Exercise instructions: For every record that follows, write out the text exactly and omit the picture, if one is present.

Extracted information:
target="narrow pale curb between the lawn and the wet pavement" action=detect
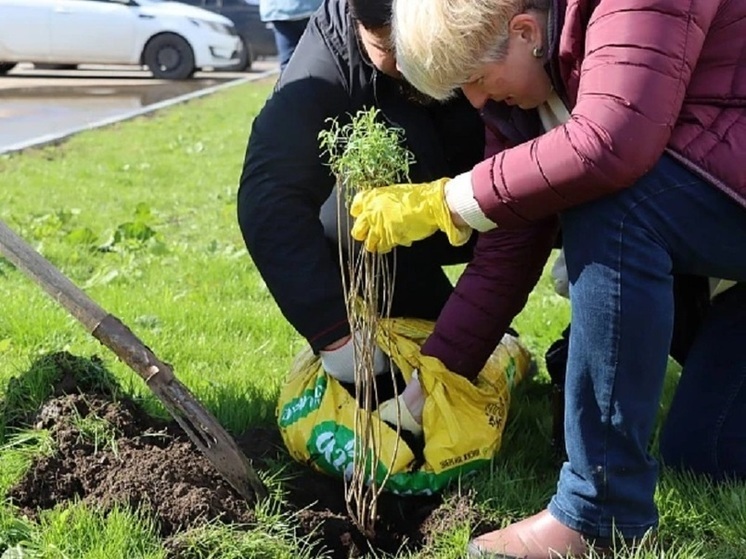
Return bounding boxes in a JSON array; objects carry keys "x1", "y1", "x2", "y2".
[{"x1": 0, "y1": 70, "x2": 279, "y2": 155}]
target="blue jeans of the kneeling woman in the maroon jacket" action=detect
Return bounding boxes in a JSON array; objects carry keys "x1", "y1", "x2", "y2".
[{"x1": 549, "y1": 155, "x2": 746, "y2": 538}]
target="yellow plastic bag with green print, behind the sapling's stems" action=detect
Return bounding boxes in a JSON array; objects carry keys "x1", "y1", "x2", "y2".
[{"x1": 277, "y1": 318, "x2": 532, "y2": 494}]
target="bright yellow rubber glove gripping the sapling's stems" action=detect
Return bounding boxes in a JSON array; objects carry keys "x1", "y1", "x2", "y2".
[{"x1": 350, "y1": 178, "x2": 471, "y2": 253}]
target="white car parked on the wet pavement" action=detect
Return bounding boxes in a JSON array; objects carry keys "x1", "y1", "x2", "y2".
[{"x1": 0, "y1": 0, "x2": 241, "y2": 80}]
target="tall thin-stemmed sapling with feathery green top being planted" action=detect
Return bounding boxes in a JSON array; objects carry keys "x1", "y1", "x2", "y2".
[{"x1": 319, "y1": 108, "x2": 414, "y2": 536}]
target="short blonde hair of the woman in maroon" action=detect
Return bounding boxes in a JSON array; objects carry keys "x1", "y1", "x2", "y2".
[{"x1": 392, "y1": 0, "x2": 536, "y2": 99}]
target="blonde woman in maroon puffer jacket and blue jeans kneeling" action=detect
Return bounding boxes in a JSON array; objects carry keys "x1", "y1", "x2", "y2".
[{"x1": 353, "y1": 0, "x2": 746, "y2": 559}]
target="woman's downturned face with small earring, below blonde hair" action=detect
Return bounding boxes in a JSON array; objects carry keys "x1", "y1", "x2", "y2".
[{"x1": 461, "y1": 12, "x2": 552, "y2": 109}]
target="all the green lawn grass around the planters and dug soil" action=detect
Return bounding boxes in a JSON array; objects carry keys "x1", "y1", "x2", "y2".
[{"x1": 0, "y1": 79, "x2": 746, "y2": 559}]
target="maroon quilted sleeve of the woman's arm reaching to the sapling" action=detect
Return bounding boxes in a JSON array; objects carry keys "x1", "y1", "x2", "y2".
[{"x1": 472, "y1": 0, "x2": 720, "y2": 228}]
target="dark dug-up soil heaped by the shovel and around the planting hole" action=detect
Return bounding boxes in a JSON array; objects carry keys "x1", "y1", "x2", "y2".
[{"x1": 4, "y1": 353, "x2": 488, "y2": 558}]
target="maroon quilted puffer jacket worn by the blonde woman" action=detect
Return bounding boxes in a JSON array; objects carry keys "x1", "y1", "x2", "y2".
[{"x1": 472, "y1": 0, "x2": 746, "y2": 228}]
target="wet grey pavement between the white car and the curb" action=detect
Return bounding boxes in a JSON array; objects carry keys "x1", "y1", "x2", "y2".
[{"x1": 0, "y1": 60, "x2": 277, "y2": 153}]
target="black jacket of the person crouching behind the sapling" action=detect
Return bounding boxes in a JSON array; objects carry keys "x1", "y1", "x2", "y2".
[{"x1": 238, "y1": 0, "x2": 484, "y2": 350}]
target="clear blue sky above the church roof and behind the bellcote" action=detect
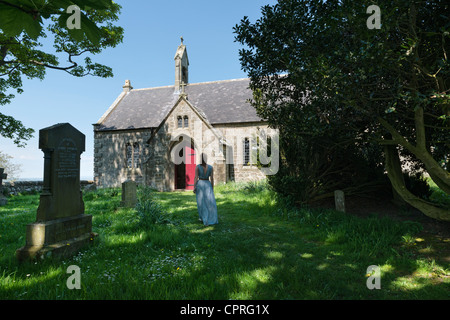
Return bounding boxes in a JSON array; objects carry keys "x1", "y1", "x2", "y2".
[{"x1": 0, "y1": 0, "x2": 276, "y2": 179}]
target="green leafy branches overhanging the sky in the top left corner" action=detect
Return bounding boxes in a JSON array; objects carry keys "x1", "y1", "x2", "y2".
[{"x1": 0, "y1": 0, "x2": 123, "y2": 146}]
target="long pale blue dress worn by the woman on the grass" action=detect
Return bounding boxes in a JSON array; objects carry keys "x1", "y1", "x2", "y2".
[{"x1": 195, "y1": 165, "x2": 219, "y2": 226}]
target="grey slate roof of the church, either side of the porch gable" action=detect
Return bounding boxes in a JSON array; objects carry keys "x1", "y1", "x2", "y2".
[{"x1": 96, "y1": 79, "x2": 262, "y2": 131}]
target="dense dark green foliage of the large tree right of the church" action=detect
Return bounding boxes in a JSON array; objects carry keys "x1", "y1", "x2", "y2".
[{"x1": 234, "y1": 0, "x2": 450, "y2": 210}]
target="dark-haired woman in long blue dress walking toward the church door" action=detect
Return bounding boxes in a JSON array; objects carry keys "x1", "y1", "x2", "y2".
[{"x1": 194, "y1": 153, "x2": 219, "y2": 226}]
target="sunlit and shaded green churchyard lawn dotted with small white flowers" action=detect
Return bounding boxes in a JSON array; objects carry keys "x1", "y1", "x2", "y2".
[{"x1": 0, "y1": 184, "x2": 450, "y2": 300}]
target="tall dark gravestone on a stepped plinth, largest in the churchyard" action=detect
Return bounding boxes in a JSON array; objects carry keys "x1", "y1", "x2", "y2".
[{"x1": 16, "y1": 123, "x2": 96, "y2": 260}]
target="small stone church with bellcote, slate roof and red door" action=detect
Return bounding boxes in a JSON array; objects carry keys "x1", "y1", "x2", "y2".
[{"x1": 94, "y1": 40, "x2": 275, "y2": 191}]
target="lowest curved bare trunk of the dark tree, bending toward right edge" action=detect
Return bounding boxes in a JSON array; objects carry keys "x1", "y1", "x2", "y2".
[{"x1": 384, "y1": 145, "x2": 450, "y2": 221}]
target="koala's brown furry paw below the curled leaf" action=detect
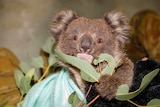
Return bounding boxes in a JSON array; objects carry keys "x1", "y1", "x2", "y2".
[{"x1": 95, "y1": 76, "x2": 119, "y2": 100}]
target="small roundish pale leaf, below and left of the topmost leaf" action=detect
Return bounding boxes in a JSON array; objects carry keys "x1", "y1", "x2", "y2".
[{"x1": 32, "y1": 56, "x2": 44, "y2": 68}]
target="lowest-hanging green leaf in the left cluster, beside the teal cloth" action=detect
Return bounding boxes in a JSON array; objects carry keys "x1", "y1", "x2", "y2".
[{"x1": 20, "y1": 77, "x2": 31, "y2": 96}]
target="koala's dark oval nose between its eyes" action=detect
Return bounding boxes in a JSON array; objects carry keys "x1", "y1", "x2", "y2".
[{"x1": 80, "y1": 36, "x2": 92, "y2": 52}]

Result of this task:
target="narrow pale curb between the lawn and the wet pavement" action=detect
Return bounding boxes in a JSON array; objects carry keys "x1", "y1", "x2", "y2".
[{"x1": 0, "y1": 70, "x2": 279, "y2": 155}]
target="blue jeans of the kneeling woman in the maroon jacket" action=detect
Return bounding boxes in a JSON array; objects carry keys "x1", "y1", "x2", "y2".
[{"x1": 549, "y1": 155, "x2": 746, "y2": 538}]
target="yellow plastic bag with green print, behind the sapling's stems" action=detect
Return bounding boxes in a JSON array; objects carry keys "x1", "y1", "x2", "y2".
[{"x1": 277, "y1": 318, "x2": 532, "y2": 494}]
target="bright yellow rubber glove gripping the sapling's stems" action=detect
Return bounding boxes in a JSON array; objects carry keys "x1", "y1", "x2", "y2".
[{"x1": 350, "y1": 178, "x2": 471, "y2": 253}]
target="white car parked on the wet pavement" action=detect
Return bounding boxes in a JSON array; objects carry keys "x1", "y1", "x2", "y2".
[{"x1": 0, "y1": 0, "x2": 241, "y2": 80}]
target="tall thin-stemmed sapling with feathery green top being planted" action=detect
Return bounding boxes in a JSON array; objects carry keys "x1", "y1", "x2", "y2".
[{"x1": 319, "y1": 108, "x2": 414, "y2": 536}]
target="short blonde hair of the woman in maroon" action=detect
Return bounding boxes in a JSON array; objects carry keys "x1", "y1", "x2", "y2".
[{"x1": 392, "y1": 0, "x2": 536, "y2": 99}]
target="blonde woman in maroon puffer jacket and blue jeans kneeling" action=detect
Return bounding boxes in a JSON array; objects carry keys "x1", "y1", "x2", "y2".
[{"x1": 353, "y1": 0, "x2": 746, "y2": 559}]
target="woman's downturned face with small earring, below blonde hair" action=detect
Return bounding boxes in a JSON array; objects carry keys "x1", "y1", "x2", "y2".
[{"x1": 461, "y1": 12, "x2": 552, "y2": 109}]
target="all the green lawn grass around the planters and dug soil" action=detect
Return bounding boxes in a JSON array; objects carry keys "x1", "y1", "x2", "y2".
[{"x1": 0, "y1": 79, "x2": 746, "y2": 559}]
target="maroon quilted sleeve of the woman's arm reaching to the sapling" action=detect
Return bounding boxes in a JSON array; objects carry keys "x1", "y1", "x2", "y2".
[{"x1": 472, "y1": 0, "x2": 720, "y2": 228}]
target="dark dug-up soil heaped by the shovel and around the planting hole" action=detect
Return bounding boxes in a JSON array; objects carry keys "x1", "y1", "x2", "y2".
[{"x1": 4, "y1": 353, "x2": 488, "y2": 558}]
target="maroon quilted puffer jacket worn by the blonde woman" action=detect
Return bounding boxes in a JSON array; objects carry keys "x1", "y1", "x2", "y2".
[{"x1": 472, "y1": 0, "x2": 746, "y2": 228}]
target="wet grey pavement between the white car and the curb" action=detect
Return bounding boxes in a JSON array; objects carry keys "x1", "y1", "x2", "y2".
[{"x1": 0, "y1": 60, "x2": 277, "y2": 153}]
target="black jacket of the person crouching behind the sapling" action=detect
Return bounding boxes in a JSON array; objects carry keys "x1", "y1", "x2", "y2".
[{"x1": 238, "y1": 0, "x2": 484, "y2": 350}]
target="clear blue sky above the church roof and behind the bellcote" action=detect
Return bounding boxes in a JSON array; objects carry keys "x1", "y1", "x2", "y2".
[{"x1": 0, "y1": 0, "x2": 276, "y2": 179}]
target="green leafy branches overhanging the sky in the top left corner" action=detect
Return bounding boxes in a JSON array; objects carry keys "x1", "y1", "x2", "y2".
[{"x1": 0, "y1": 0, "x2": 123, "y2": 146}]
target="long pale blue dress worn by the woman on the grass" action=detect
Return bounding boxes in a JSON array; objects carry keys "x1", "y1", "x2", "y2".
[{"x1": 195, "y1": 165, "x2": 219, "y2": 226}]
target="grey slate roof of the church, either side of the porch gable" action=detect
Return bounding boxes in a JSON array; objects carry keys "x1", "y1", "x2", "y2".
[{"x1": 96, "y1": 79, "x2": 262, "y2": 131}]
target="dense dark green foliage of the large tree right of the church" action=detect
Return bounding boxes in a JSON array; objects carry keys "x1", "y1", "x2", "y2".
[{"x1": 234, "y1": 0, "x2": 450, "y2": 210}]
target="dark-haired woman in long blue dress walking toward the church door" action=detect
Return bounding boxes in a JSON array; objects carry keys "x1", "y1", "x2", "y2".
[{"x1": 194, "y1": 153, "x2": 219, "y2": 226}]
target="sunlit and shaded green churchyard lawn dotted with small white flowers" action=detect
Return bounding boxes in a JSON array; objects carry keys "x1", "y1", "x2", "y2".
[{"x1": 0, "y1": 184, "x2": 450, "y2": 300}]
target="tall dark gravestone on a stepped plinth, largest in the churchyard" action=detect
Return bounding boxes in a JSON array; objects carry keys "x1", "y1", "x2", "y2".
[{"x1": 16, "y1": 123, "x2": 96, "y2": 260}]
target="small stone church with bellcote, slate roof and red door" action=detect
Return bounding boxes in a JSON array; objects carry keys "x1", "y1", "x2", "y2".
[{"x1": 94, "y1": 40, "x2": 275, "y2": 191}]
target="lowest curved bare trunk of the dark tree, bending toward right edge" action=detect
Return bounding boxes in a JSON array; objects carry keys "x1", "y1", "x2", "y2".
[{"x1": 384, "y1": 145, "x2": 450, "y2": 221}]
target="koala's brown furry paw below the curled leaf" action=detect
Return bounding boxes in a JSON array; objects carry keys "x1", "y1", "x2", "y2".
[{"x1": 95, "y1": 76, "x2": 119, "y2": 100}]
target="small roundish pale leaf, below and left of the topmost leaf" action=detect
Return bounding boxes in a JSON array; objects carry keys "x1", "y1", "x2", "y2".
[{"x1": 32, "y1": 56, "x2": 44, "y2": 68}]
target="lowest-hanging green leaf in the left cluster, beside the teal cloth" action=detect
Return bounding boxes in a JSON array; objects carry keys "x1", "y1", "x2", "y2".
[{"x1": 20, "y1": 77, "x2": 31, "y2": 96}]
target="koala's dark oval nose between its eyes" action=detect
Return bounding boxes in a JSON array; objects carry keys "x1", "y1", "x2", "y2".
[{"x1": 80, "y1": 36, "x2": 92, "y2": 52}]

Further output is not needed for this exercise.